» WORK TASK: Only the total should be returned: the number of lines in the data that hold the string "gravel".

(Entries taken from a collection)
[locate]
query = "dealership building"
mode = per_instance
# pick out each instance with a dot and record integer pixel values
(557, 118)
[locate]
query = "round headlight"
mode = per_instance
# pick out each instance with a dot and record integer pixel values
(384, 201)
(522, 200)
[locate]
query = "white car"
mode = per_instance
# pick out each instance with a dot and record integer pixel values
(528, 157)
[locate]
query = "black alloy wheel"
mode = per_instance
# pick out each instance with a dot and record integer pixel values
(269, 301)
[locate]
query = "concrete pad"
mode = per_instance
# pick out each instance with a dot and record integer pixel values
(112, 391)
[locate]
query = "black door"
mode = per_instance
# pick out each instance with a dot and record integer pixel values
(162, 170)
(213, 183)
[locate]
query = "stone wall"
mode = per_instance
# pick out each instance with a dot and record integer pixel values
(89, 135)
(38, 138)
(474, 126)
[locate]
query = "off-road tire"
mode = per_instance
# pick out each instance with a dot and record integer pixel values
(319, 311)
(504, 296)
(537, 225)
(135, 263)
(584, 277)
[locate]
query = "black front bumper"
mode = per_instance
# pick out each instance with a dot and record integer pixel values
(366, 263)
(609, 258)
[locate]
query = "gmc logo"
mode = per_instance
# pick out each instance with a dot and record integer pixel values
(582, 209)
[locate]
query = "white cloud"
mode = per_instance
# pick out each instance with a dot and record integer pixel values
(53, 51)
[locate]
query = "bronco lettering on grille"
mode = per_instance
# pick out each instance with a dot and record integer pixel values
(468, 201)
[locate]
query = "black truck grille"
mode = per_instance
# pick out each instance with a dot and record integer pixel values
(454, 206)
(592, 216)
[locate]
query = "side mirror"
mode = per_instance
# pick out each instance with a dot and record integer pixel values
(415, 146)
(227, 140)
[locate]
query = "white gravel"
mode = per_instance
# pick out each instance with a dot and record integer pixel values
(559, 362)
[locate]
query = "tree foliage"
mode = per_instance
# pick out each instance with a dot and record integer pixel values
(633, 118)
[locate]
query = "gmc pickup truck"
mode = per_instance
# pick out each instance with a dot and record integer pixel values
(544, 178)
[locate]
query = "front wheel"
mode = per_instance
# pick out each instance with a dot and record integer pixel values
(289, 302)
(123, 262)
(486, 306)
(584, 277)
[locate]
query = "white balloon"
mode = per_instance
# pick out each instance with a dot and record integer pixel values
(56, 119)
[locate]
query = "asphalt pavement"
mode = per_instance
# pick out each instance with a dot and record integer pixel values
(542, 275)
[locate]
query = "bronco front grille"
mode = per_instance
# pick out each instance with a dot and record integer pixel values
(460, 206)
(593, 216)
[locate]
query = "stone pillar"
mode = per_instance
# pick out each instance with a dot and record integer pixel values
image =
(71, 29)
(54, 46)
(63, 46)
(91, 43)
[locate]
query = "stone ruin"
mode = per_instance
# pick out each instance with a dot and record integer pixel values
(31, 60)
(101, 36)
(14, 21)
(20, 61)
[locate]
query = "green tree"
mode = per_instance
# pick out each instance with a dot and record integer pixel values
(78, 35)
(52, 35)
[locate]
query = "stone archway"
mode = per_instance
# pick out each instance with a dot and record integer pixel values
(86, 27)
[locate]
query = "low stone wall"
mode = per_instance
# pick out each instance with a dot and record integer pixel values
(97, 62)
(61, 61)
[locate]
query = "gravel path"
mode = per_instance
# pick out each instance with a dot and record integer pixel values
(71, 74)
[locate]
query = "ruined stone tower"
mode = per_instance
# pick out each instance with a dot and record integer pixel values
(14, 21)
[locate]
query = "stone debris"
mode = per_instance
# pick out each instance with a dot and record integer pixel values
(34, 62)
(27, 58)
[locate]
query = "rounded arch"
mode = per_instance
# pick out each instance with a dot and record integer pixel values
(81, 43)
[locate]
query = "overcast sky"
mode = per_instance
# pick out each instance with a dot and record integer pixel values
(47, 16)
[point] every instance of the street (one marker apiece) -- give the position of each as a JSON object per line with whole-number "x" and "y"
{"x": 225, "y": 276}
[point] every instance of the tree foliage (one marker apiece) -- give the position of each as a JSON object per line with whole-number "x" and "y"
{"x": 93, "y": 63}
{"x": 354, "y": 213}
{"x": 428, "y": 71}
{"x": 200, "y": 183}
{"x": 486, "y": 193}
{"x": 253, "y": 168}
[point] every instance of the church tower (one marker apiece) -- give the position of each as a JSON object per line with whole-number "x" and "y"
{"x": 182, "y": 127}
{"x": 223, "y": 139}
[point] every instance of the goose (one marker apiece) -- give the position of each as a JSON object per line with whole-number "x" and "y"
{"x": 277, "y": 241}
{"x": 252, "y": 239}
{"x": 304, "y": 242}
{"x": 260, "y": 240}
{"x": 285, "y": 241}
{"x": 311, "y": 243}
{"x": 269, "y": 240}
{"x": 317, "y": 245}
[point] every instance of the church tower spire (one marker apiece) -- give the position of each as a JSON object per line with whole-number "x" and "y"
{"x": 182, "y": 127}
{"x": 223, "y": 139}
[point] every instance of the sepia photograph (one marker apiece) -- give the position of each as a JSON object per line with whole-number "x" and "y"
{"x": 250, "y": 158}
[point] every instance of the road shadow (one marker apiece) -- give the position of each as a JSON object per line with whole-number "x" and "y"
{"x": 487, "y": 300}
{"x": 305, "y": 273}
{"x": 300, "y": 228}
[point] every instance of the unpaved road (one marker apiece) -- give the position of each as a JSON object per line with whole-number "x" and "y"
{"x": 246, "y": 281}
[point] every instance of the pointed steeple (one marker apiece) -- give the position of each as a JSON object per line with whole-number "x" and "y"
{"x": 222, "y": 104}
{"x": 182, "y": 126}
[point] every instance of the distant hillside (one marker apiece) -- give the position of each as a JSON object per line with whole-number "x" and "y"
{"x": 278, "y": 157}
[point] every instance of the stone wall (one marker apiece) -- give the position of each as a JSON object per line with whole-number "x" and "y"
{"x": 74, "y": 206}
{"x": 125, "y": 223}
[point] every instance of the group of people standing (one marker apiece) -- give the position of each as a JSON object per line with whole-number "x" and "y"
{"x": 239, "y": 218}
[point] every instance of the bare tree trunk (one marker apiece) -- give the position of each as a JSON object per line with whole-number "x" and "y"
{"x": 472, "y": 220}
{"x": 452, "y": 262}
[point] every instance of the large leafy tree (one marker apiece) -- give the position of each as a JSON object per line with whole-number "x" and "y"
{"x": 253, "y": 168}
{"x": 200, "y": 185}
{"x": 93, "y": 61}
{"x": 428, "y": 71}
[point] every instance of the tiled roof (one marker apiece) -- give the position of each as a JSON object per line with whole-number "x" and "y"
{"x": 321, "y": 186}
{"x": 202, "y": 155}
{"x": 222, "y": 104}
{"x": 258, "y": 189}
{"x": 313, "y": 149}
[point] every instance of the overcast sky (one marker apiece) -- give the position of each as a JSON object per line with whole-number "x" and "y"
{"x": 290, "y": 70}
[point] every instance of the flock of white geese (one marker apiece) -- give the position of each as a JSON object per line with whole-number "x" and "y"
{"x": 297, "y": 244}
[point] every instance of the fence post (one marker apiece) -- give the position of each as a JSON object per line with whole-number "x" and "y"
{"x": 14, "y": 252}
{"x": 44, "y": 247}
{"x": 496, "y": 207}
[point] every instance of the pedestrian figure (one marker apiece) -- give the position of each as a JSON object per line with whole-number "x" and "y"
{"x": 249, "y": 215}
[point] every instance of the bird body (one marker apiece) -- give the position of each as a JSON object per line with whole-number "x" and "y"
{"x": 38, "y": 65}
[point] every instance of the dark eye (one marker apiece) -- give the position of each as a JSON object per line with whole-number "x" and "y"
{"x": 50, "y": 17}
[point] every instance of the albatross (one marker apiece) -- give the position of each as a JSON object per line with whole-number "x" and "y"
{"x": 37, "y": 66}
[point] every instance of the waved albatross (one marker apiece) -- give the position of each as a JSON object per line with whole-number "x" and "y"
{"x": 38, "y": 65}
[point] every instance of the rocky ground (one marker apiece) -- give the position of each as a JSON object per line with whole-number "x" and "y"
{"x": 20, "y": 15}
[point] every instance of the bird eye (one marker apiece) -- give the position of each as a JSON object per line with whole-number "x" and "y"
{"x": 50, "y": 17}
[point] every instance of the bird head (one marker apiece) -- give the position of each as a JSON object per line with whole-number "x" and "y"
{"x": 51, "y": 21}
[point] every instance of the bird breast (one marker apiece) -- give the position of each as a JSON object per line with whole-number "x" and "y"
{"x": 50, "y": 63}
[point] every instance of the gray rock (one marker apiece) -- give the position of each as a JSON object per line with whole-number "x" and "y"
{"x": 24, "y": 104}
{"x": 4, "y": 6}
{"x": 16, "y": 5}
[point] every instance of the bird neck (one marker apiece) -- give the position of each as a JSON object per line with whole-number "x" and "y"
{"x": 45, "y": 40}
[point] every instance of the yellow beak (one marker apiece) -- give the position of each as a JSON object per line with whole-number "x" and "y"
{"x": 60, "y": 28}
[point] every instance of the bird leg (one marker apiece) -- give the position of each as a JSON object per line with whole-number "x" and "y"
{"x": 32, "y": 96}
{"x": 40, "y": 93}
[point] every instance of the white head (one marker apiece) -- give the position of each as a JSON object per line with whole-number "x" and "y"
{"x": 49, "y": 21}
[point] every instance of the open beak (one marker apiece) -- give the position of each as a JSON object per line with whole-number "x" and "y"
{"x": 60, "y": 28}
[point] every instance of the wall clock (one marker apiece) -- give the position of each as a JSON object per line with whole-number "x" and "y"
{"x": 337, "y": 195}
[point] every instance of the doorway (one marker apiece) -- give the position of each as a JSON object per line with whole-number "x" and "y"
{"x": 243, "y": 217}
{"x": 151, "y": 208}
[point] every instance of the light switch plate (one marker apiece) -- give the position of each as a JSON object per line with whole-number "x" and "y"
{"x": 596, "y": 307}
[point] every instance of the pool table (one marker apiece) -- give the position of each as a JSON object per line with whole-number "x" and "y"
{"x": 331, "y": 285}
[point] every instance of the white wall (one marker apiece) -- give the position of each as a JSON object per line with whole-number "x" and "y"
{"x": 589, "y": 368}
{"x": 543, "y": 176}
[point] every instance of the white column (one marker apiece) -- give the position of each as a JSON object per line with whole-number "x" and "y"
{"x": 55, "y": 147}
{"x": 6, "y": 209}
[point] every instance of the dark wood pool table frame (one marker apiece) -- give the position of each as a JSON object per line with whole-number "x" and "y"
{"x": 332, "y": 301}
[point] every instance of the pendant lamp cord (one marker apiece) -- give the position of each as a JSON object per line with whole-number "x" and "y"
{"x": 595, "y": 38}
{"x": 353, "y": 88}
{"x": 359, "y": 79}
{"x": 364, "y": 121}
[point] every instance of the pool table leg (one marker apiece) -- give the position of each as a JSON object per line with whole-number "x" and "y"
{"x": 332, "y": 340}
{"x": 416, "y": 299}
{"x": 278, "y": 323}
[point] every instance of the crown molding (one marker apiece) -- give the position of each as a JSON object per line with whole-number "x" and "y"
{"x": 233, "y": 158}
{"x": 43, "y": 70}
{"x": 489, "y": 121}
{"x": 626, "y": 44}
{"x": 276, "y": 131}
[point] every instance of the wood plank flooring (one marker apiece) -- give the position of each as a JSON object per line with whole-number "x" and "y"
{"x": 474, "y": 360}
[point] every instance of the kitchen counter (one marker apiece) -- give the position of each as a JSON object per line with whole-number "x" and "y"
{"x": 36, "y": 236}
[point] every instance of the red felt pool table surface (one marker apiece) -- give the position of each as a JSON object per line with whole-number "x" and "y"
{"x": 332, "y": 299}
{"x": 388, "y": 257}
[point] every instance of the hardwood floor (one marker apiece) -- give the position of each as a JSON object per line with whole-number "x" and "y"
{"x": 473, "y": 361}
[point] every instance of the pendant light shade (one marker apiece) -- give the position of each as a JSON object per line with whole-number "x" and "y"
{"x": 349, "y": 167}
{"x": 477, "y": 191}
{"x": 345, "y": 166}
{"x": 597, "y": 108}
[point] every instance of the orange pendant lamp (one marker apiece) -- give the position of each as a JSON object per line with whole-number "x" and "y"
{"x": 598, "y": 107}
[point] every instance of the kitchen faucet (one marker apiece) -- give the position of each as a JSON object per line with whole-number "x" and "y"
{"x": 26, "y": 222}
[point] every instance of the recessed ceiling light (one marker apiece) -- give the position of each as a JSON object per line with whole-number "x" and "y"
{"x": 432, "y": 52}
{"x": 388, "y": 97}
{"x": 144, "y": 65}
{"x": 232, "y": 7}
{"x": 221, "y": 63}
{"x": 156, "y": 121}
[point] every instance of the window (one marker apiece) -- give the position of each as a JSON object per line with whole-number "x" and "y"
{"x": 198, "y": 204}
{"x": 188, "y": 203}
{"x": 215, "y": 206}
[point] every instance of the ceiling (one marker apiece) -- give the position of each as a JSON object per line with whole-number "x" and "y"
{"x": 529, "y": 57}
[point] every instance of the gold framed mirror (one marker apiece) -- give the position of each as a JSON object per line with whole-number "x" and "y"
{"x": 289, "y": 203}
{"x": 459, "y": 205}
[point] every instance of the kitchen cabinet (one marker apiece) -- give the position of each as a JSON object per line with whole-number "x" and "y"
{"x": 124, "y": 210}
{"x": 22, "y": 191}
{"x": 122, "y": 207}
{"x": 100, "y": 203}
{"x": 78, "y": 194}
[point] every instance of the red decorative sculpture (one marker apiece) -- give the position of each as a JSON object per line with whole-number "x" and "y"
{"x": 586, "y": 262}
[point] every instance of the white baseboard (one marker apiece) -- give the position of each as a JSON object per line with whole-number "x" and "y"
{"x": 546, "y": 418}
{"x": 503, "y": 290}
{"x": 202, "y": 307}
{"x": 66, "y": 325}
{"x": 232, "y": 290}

» ANSWER TO THE EXERCISE: 2